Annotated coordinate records
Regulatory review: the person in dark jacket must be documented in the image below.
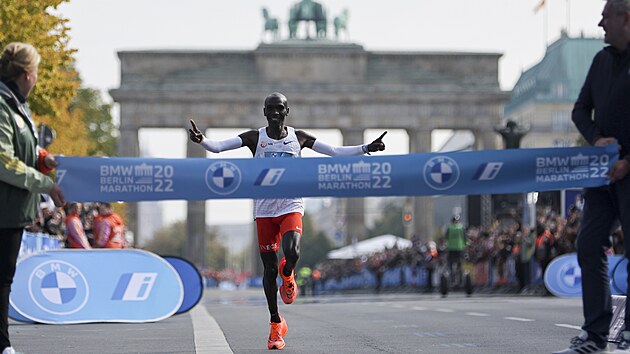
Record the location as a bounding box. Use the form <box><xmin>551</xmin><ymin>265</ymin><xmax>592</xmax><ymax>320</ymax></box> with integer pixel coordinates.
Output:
<box><xmin>558</xmin><ymin>0</ymin><xmax>630</xmax><ymax>353</ymax></box>
<box><xmin>0</xmin><ymin>43</ymin><xmax>64</xmax><ymax>354</ymax></box>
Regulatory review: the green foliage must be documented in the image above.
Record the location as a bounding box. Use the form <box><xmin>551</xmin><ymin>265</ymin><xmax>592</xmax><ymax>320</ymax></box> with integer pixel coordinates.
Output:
<box><xmin>368</xmin><ymin>202</ymin><xmax>405</xmax><ymax>238</ymax></box>
<box><xmin>575</xmin><ymin>135</ymin><xmax>591</xmax><ymax>146</ymax></box>
<box><xmin>298</xmin><ymin>214</ymin><xmax>332</xmax><ymax>268</ymax></box>
<box><xmin>0</xmin><ymin>0</ymin><xmax>91</xmax><ymax>155</ymax></box>
<box><xmin>144</xmin><ymin>221</ymin><xmax>227</xmax><ymax>269</ymax></box>
<box><xmin>69</xmin><ymin>87</ymin><xmax>118</xmax><ymax>156</ymax></box>
<box><xmin>144</xmin><ymin>221</ymin><xmax>186</xmax><ymax>257</ymax></box>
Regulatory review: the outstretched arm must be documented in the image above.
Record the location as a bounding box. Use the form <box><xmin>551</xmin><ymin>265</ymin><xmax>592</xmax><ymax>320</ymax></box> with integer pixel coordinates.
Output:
<box><xmin>296</xmin><ymin>130</ymin><xmax>387</xmax><ymax>156</ymax></box>
<box><xmin>188</xmin><ymin>119</ymin><xmax>243</xmax><ymax>153</ymax></box>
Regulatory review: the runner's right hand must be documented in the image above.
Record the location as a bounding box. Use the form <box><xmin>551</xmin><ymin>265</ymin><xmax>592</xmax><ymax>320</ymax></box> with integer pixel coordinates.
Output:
<box><xmin>188</xmin><ymin>119</ymin><xmax>204</xmax><ymax>144</ymax></box>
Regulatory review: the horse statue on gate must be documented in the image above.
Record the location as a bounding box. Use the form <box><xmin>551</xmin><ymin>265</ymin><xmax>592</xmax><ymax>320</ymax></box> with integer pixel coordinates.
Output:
<box><xmin>262</xmin><ymin>7</ymin><xmax>279</xmax><ymax>41</ymax></box>
<box><xmin>333</xmin><ymin>9</ymin><xmax>348</xmax><ymax>40</ymax></box>
<box><xmin>289</xmin><ymin>0</ymin><xmax>328</xmax><ymax>38</ymax></box>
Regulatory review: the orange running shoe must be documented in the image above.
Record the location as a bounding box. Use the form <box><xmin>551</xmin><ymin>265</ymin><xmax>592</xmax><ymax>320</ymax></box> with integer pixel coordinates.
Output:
<box><xmin>278</xmin><ymin>257</ymin><xmax>298</xmax><ymax>304</ymax></box>
<box><xmin>267</xmin><ymin>316</ymin><xmax>289</xmax><ymax>350</ymax></box>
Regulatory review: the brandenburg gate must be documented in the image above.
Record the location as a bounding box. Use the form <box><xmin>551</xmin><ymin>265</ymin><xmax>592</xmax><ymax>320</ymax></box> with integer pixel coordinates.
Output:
<box><xmin>110</xmin><ymin>1</ymin><xmax>509</xmax><ymax>266</ymax></box>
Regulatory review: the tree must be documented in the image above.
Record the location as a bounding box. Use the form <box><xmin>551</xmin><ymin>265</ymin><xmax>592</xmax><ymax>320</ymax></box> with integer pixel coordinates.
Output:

--- Requirements ---
Count the lines in the material above that contain the string "gate", with case taken into account. Reply with the number alone.

--- Written response ---
2